## Description of the task:
Reprint every entry, character for character.

-- The data follows --

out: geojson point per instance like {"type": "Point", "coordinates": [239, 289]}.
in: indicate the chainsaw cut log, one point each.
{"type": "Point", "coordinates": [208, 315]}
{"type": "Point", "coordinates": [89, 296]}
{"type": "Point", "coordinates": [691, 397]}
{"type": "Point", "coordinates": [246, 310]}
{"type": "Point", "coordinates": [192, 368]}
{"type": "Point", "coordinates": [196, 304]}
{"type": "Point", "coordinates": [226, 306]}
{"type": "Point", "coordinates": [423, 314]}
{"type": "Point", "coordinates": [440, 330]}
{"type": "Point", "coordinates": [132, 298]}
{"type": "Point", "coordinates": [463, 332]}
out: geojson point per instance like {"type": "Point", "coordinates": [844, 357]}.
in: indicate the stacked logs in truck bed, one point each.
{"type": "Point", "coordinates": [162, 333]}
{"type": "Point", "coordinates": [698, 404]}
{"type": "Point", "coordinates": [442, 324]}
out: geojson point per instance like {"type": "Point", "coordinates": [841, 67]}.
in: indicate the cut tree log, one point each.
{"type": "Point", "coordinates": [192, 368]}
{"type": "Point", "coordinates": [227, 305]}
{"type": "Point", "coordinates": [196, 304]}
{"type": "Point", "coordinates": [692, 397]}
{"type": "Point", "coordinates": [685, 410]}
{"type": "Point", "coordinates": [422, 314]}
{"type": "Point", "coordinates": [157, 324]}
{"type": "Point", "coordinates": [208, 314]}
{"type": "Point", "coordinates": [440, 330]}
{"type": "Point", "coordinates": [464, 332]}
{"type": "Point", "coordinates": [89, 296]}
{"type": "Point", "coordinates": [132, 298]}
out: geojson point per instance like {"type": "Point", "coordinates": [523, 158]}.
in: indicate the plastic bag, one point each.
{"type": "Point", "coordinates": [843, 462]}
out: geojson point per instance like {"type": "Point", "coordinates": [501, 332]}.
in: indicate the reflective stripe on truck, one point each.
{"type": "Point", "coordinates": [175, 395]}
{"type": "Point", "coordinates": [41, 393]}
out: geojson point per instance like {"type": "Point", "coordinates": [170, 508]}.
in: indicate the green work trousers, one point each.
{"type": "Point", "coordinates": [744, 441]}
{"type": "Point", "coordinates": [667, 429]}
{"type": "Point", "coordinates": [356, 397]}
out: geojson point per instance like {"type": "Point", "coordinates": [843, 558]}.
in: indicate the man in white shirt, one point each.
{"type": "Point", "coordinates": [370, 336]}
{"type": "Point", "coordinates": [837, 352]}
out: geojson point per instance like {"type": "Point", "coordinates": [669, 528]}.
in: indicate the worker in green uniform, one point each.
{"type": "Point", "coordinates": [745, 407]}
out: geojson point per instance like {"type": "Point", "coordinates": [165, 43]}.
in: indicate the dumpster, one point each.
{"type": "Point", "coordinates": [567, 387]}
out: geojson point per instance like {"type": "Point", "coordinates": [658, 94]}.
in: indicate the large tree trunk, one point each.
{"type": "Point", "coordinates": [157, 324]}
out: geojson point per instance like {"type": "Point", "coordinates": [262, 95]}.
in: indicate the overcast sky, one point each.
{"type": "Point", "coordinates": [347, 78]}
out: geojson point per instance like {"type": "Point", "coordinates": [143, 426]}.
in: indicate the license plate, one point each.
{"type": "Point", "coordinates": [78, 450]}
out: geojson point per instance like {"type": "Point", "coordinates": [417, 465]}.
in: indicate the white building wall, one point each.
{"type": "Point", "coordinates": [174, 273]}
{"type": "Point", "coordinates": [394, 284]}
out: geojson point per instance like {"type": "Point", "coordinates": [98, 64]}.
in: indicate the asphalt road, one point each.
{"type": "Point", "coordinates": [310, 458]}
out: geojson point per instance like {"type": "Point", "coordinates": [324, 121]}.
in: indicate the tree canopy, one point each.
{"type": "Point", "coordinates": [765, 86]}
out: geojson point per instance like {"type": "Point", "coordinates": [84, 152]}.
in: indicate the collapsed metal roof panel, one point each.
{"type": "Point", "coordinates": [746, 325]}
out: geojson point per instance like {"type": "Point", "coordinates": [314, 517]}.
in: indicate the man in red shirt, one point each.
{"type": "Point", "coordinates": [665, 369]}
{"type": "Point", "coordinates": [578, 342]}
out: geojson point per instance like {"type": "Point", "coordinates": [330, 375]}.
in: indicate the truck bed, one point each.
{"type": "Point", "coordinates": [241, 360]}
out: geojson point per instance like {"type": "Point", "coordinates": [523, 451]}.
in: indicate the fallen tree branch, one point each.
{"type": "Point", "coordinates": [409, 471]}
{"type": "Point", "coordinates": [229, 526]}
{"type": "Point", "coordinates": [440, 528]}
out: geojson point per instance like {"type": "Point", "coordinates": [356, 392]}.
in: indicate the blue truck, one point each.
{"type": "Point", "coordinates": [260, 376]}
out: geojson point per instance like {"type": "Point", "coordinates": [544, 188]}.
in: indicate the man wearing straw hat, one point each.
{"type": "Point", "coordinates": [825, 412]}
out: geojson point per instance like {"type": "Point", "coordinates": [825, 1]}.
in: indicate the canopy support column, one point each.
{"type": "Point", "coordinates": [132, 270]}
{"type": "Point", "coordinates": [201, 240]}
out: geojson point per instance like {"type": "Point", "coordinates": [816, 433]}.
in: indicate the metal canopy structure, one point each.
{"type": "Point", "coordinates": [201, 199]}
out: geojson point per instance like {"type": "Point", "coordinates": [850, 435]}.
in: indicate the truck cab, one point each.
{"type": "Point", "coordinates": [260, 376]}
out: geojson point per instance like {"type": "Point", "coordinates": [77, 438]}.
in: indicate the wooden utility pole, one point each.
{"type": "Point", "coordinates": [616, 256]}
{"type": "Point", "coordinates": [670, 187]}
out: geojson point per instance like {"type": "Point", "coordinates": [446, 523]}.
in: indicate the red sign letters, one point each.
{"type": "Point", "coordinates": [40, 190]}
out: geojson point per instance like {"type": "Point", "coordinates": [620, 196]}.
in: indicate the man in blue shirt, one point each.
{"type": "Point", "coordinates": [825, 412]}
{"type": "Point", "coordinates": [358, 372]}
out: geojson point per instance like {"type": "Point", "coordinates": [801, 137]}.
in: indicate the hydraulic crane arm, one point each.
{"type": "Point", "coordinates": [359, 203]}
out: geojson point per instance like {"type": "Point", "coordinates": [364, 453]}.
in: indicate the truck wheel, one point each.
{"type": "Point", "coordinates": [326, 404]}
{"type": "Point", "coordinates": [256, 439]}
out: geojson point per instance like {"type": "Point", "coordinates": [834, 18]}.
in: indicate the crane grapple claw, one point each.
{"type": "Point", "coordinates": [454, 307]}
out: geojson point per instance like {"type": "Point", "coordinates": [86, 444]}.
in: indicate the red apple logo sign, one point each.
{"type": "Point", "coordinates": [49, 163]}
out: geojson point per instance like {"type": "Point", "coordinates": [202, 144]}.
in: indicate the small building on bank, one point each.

-- The data concluded --

## Written solution:
out: geojson point per instance like {"type": "Point", "coordinates": [239, 289]}.
in: indicate the chainsaw cut log, one point each.
{"type": "Point", "coordinates": [208, 315]}
{"type": "Point", "coordinates": [89, 296]}
{"type": "Point", "coordinates": [691, 397]}
{"type": "Point", "coordinates": [246, 310]}
{"type": "Point", "coordinates": [192, 368]}
{"type": "Point", "coordinates": [196, 304]}
{"type": "Point", "coordinates": [226, 306]}
{"type": "Point", "coordinates": [423, 314]}
{"type": "Point", "coordinates": [440, 330]}
{"type": "Point", "coordinates": [132, 298]}
{"type": "Point", "coordinates": [463, 332]}
out: geojson point per instance like {"type": "Point", "coordinates": [844, 357]}.
in: indicate the stacked logs in truck bed, one point each.
{"type": "Point", "coordinates": [162, 333]}
{"type": "Point", "coordinates": [698, 404]}
{"type": "Point", "coordinates": [442, 324]}
out: geojson point per instance like {"type": "Point", "coordinates": [841, 67]}.
in: indicate the cut tree log, one point each.
{"type": "Point", "coordinates": [192, 368]}
{"type": "Point", "coordinates": [227, 305]}
{"type": "Point", "coordinates": [196, 304]}
{"type": "Point", "coordinates": [692, 397]}
{"type": "Point", "coordinates": [685, 410]}
{"type": "Point", "coordinates": [422, 314]}
{"type": "Point", "coordinates": [157, 324]}
{"type": "Point", "coordinates": [208, 314]}
{"type": "Point", "coordinates": [440, 330]}
{"type": "Point", "coordinates": [464, 332]}
{"type": "Point", "coordinates": [89, 296]}
{"type": "Point", "coordinates": [132, 298]}
out: geojson point per instance like {"type": "Point", "coordinates": [523, 158]}.
in: indicate the plastic bag, one point each.
{"type": "Point", "coordinates": [843, 462]}
out: geojson point per instance like {"type": "Point", "coordinates": [501, 332]}.
in: indicate the reflective stripe on truck, one point each.
{"type": "Point", "coordinates": [175, 395]}
{"type": "Point", "coordinates": [41, 393]}
out: geojson point per instance like {"type": "Point", "coordinates": [170, 508]}.
in: indicate the green work trousers, one point each.
{"type": "Point", "coordinates": [744, 441]}
{"type": "Point", "coordinates": [667, 429]}
{"type": "Point", "coordinates": [356, 397]}
out: geojson point per instance like {"type": "Point", "coordinates": [843, 558]}.
in: indicate the man in white shirt, one point each.
{"type": "Point", "coordinates": [370, 336]}
{"type": "Point", "coordinates": [837, 352]}
out: geojson point per instance like {"type": "Point", "coordinates": [669, 528]}.
in: indicate the worker in green uniform, one point each.
{"type": "Point", "coordinates": [745, 407]}
out: geojson point per instance like {"type": "Point", "coordinates": [165, 43]}.
in: indicate the dumpster, one point each.
{"type": "Point", "coordinates": [567, 387]}
out: geojson point per instance like {"type": "Point", "coordinates": [658, 94]}.
in: indicate the large tree trunk, one point each.
{"type": "Point", "coordinates": [157, 324]}
out: geojson point per instance like {"type": "Point", "coordinates": [262, 95]}.
in: indicate the overcast sky, one point each.
{"type": "Point", "coordinates": [347, 78]}
out: geojson point per instance like {"type": "Point", "coordinates": [143, 426]}.
in: indicate the license plate, one point each.
{"type": "Point", "coordinates": [78, 450]}
out: geojson point per instance like {"type": "Point", "coordinates": [417, 465]}.
in: indicate the white building wall, one point each.
{"type": "Point", "coordinates": [174, 273]}
{"type": "Point", "coordinates": [394, 284]}
out: geojson point per instance like {"type": "Point", "coordinates": [98, 64]}.
in: indicate the asphalt road, one point each.
{"type": "Point", "coordinates": [310, 458]}
out: geojson point per instance like {"type": "Point", "coordinates": [324, 121]}.
in: indicate the tree canopy, one point each.
{"type": "Point", "coordinates": [765, 86]}
out: geojson point per instance like {"type": "Point", "coordinates": [84, 152]}.
in: indicate the collapsed metal roof panel, one point each.
{"type": "Point", "coordinates": [746, 325]}
out: geojson point per instance like {"type": "Point", "coordinates": [314, 517]}.
in: indicate the man in red shirt, one point each.
{"type": "Point", "coordinates": [665, 369]}
{"type": "Point", "coordinates": [578, 342]}
out: geojson point per instance like {"type": "Point", "coordinates": [330, 375]}.
in: indicate the truck bed, one point each.
{"type": "Point", "coordinates": [241, 360]}
out: geojson point per instance like {"type": "Point", "coordinates": [523, 451]}.
in: indicate the fallen tree branch, one point each.
{"type": "Point", "coordinates": [409, 471]}
{"type": "Point", "coordinates": [229, 526]}
{"type": "Point", "coordinates": [440, 528]}
out: geojson point per instance like {"type": "Point", "coordinates": [356, 392]}.
in: indicate the blue truck, one point each.
{"type": "Point", "coordinates": [260, 376]}
out: geojson point per instance like {"type": "Point", "coordinates": [544, 188]}.
in: indicate the man wearing straw hat, one point each.
{"type": "Point", "coordinates": [825, 412]}
out: geojson point per instance like {"type": "Point", "coordinates": [825, 1]}.
in: indicate the canopy support column, one point each.
{"type": "Point", "coordinates": [132, 270]}
{"type": "Point", "coordinates": [201, 240]}
out: geojson point per instance like {"type": "Point", "coordinates": [816, 433]}.
in: indicate the metal canopy structure, one point each.
{"type": "Point", "coordinates": [201, 199]}
out: geojson point per instance like {"type": "Point", "coordinates": [850, 435]}.
in: indicate the truck cab, one point each.
{"type": "Point", "coordinates": [260, 376]}
out: geojson point per instance like {"type": "Point", "coordinates": [77, 438]}.
in: indicate the wooden utility pole, one point each.
{"type": "Point", "coordinates": [616, 256]}
{"type": "Point", "coordinates": [670, 187]}
out: geojson point per instance like {"type": "Point", "coordinates": [446, 523]}.
in: indicate the red sign letters, one point each.
{"type": "Point", "coordinates": [40, 190]}
out: geojson point per instance like {"type": "Point", "coordinates": [620, 196]}.
in: indicate the man in blue shirt, one point each.
{"type": "Point", "coordinates": [825, 412]}
{"type": "Point", "coordinates": [358, 372]}
out: geojson point per instance like {"type": "Point", "coordinates": [801, 137]}.
in: indicate the hydraulic crane arm, one point each.
{"type": "Point", "coordinates": [359, 203]}
out: geojson point per instance like {"type": "Point", "coordinates": [364, 453]}.
in: indicate the truck wheel, one point each.
{"type": "Point", "coordinates": [326, 404]}
{"type": "Point", "coordinates": [256, 439]}
out: geojson point per instance like {"type": "Point", "coordinates": [834, 18]}.
in: indicate the crane grapple claw, one point each.
{"type": "Point", "coordinates": [454, 307]}
out: geojson point per instance like {"type": "Point", "coordinates": [86, 444]}.
in: indicate the red apple logo sign, one point each.
{"type": "Point", "coordinates": [49, 163]}
out: geojson point per instance like {"type": "Point", "coordinates": [202, 144]}.
in: indicate the small building on bank, one point each.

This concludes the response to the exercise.